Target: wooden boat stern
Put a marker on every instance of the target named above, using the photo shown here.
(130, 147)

*-*-*

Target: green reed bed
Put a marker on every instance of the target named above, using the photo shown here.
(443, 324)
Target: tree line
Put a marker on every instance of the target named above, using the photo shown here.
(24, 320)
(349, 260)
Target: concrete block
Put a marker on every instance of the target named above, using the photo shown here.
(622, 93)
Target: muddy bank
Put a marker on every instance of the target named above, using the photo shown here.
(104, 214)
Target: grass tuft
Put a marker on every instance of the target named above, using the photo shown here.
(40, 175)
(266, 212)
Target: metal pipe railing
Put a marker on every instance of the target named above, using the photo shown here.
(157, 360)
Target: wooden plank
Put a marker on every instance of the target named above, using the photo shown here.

*-*-*

YOUR ASSIGNMENT - Above are the entries. Quote exactly the lines from the one bearing "Target: tree line" through the one bearing "Target: metal pipe railing".

YOUR SOLUTION -
Target: tree line
Put a marker on every instance of the target named above, using the photo shown here.
(24, 320)
(349, 260)
Target: concrete block
Put a marker on every instance of the target named above, using the photo shown here.
(622, 93)
Target: muddy bank
Put a marker on every instance of the target named above, using the photo shown here.
(104, 214)
Target: grass tuft
Put a marker on every instance of the target named above, using the photo shown here.
(40, 175)
(266, 212)
Target: metal pipe railing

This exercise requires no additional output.